TASK INSTRUCTIONS >>
Reproduce each line of the material precisely.
━━━ EXCERPTED RECORDS
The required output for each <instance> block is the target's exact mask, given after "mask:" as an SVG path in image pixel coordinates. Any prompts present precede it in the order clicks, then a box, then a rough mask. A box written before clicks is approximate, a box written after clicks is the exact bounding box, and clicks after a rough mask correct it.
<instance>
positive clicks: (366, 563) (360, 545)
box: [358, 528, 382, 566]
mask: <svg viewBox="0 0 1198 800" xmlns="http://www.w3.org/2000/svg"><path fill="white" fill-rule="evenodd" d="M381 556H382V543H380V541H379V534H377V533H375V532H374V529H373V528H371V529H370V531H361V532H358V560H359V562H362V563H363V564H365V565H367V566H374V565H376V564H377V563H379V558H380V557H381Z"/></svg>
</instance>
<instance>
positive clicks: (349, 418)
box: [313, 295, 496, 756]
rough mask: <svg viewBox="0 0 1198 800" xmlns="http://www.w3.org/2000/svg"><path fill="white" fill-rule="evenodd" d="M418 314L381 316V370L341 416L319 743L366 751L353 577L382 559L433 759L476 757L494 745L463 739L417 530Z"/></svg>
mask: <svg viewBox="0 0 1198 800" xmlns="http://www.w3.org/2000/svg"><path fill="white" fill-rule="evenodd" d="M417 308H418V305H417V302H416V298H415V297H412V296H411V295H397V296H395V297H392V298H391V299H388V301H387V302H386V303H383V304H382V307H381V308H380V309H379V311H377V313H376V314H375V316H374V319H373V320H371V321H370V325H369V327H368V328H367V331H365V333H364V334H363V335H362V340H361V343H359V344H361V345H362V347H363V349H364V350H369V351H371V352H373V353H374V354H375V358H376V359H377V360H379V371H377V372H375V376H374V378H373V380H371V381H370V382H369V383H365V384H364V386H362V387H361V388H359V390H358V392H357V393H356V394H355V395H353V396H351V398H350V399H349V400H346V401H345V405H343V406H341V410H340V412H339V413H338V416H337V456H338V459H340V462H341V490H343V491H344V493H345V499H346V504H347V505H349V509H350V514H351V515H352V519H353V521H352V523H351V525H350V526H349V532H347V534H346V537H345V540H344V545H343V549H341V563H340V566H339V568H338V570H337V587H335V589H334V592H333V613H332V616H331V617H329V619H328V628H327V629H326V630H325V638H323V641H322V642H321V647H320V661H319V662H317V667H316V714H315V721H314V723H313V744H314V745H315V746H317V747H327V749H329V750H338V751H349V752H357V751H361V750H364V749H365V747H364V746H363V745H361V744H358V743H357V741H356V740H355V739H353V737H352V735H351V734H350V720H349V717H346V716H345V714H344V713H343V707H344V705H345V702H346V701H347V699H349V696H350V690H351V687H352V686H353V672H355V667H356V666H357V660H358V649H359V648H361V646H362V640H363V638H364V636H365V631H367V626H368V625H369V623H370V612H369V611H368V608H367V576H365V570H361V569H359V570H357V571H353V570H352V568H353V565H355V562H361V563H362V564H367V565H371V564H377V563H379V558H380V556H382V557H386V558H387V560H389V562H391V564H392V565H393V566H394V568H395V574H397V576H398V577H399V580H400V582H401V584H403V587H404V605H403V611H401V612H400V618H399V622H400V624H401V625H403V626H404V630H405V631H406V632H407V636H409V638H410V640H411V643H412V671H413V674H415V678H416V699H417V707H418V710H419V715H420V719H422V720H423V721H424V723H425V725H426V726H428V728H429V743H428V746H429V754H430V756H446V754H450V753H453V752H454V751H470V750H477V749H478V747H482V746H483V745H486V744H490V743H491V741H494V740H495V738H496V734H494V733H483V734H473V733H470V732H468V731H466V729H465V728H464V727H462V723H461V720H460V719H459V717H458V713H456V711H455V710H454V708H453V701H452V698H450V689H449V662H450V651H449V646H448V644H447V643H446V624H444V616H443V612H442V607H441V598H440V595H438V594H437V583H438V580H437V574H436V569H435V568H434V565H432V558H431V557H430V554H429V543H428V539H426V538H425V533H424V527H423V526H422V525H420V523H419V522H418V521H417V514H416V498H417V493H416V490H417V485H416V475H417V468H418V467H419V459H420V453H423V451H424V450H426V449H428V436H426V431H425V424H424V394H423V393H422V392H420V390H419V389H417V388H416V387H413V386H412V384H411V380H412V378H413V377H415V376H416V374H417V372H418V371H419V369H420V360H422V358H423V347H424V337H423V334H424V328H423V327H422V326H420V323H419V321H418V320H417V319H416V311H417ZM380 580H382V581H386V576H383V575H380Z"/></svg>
━━━━━━
SOLUTION TO THE PROBLEM >>
The required output for each <instance> block is the target's exact mask, given after "mask:" as an SVG path in image pixel coordinates. Any prompts present precede it in the order clicks, then a box, then a rough mask. A box written before clicks is approximate, a box written after clicks is the exact bounding box, and clicks after a rough mask correct it.
<instance>
positive clicks: (366, 563) (360, 545)
box: [358, 528, 382, 566]
mask: <svg viewBox="0 0 1198 800" xmlns="http://www.w3.org/2000/svg"><path fill="white" fill-rule="evenodd" d="M381 556H382V543H380V541H379V534H377V533H375V532H374V529H373V528H371V529H370V531H361V532H358V560H359V562H362V563H363V564H365V565H367V566H374V565H376V564H377V563H379V558H380V557H381Z"/></svg>
</instance>
<instance>
positive clicks: (349, 418)
box: [313, 295, 496, 756]
rough mask: <svg viewBox="0 0 1198 800" xmlns="http://www.w3.org/2000/svg"><path fill="white" fill-rule="evenodd" d="M418 314L381 316V370L341 416L319 743L366 751L353 577L382 559L433 759L476 757L494 745L463 739L417 530Z"/></svg>
mask: <svg viewBox="0 0 1198 800" xmlns="http://www.w3.org/2000/svg"><path fill="white" fill-rule="evenodd" d="M417 308H418V305H417V302H416V298H415V297H412V296H411V295H397V296H395V297H392V298H391V299H388V301H387V302H386V303H383V304H382V307H381V308H380V309H379V311H377V313H376V314H375V316H374V319H373V320H371V321H370V325H369V327H368V328H367V331H365V333H364V334H363V335H362V340H361V343H359V344H361V345H362V347H363V349H364V350H369V351H371V352H373V353H374V354H375V358H376V359H377V360H379V371H377V372H375V376H374V378H373V380H371V381H370V382H369V383H365V384H364V386H362V387H361V388H359V390H358V392H357V393H356V394H355V395H353V396H351V398H350V399H349V400H346V401H345V405H343V406H341V410H340V412H339V413H338V416H337V456H338V459H340V462H341V490H343V491H344V493H345V499H346V504H347V505H349V509H350V514H351V515H352V519H353V521H352V523H351V525H350V526H349V532H347V534H346V537H345V540H344V545H343V549H341V563H340V566H339V568H338V570H337V587H335V589H334V592H333V613H332V616H331V617H329V619H328V628H327V629H326V630H325V638H323V641H322V642H321V647H320V661H319V662H317V667H316V714H315V721H314V723H313V744H314V745H315V746H317V747H327V749H329V750H338V751H349V752H357V751H361V750H364V749H365V747H364V746H363V745H361V744H358V743H357V741H356V740H355V739H353V737H352V735H351V734H350V720H349V717H346V716H345V714H344V713H343V707H344V705H345V702H346V701H347V699H349V696H350V690H351V687H352V686H353V672H355V667H356V666H357V660H358V649H359V648H361V646H362V640H363V638H364V636H365V631H367V626H368V625H369V623H370V612H369V611H368V608H367V576H365V570H361V569H359V570H357V571H353V570H352V568H353V565H355V562H361V563H362V564H367V565H371V564H377V563H379V558H380V556H382V557H386V558H387V560H389V562H391V564H392V565H393V566H394V568H395V574H397V576H398V577H399V580H400V582H401V584H403V587H404V605H403V611H401V612H400V618H399V622H400V624H401V625H403V626H404V630H405V631H406V632H407V636H409V638H410V640H411V643H412V671H413V674H415V678H416V699H417V707H418V710H419V715H420V719H422V720H423V721H424V723H425V725H426V726H428V728H429V743H428V746H429V754H430V756H446V754H450V753H453V752H454V751H470V750H477V749H478V747H482V746H483V745H486V744H490V743H491V741H494V740H495V738H496V734H494V733H483V734H473V733H470V732H468V731H466V729H465V728H464V727H462V723H461V720H460V719H459V717H458V713H456V711H455V710H454V708H453V701H452V698H450V689H449V662H450V651H449V646H448V644H447V643H446V624H444V616H443V612H442V607H441V598H440V595H438V594H437V583H438V580H437V574H436V569H435V568H434V565H432V558H431V557H430V554H429V543H428V539H426V538H425V533H424V527H423V526H422V525H420V523H419V522H418V521H417V514H416V498H417V493H416V490H417V485H416V475H417V468H418V467H419V459H420V453H423V451H424V450H426V449H428V436H426V431H425V424H424V394H423V393H422V392H420V390H419V389H417V388H416V387H413V386H412V384H411V380H412V378H413V377H415V376H416V374H417V372H418V371H419V369H420V360H422V358H423V347H424V337H423V334H424V328H423V327H422V326H420V323H419V321H418V320H417V319H416V311H417ZM380 580H382V581H386V576H383V575H380Z"/></svg>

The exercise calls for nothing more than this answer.